Records from a collection

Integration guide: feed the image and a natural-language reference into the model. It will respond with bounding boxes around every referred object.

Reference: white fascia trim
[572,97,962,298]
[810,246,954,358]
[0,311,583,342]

*STATED PROBLEM*: Could you write out all of the records again, requests included, with every bounding-box coordinate in the answers offset by -131?

*SOLUTION TO THIS PROBLEM*:
Integration guide: feed the image and a natural-language reference into the model. It will respond with bounding boxes around every referred object.

Reference: white fascia trim
[441,-34,831,167]
[679,115,823,227]
[-131,180,452,211]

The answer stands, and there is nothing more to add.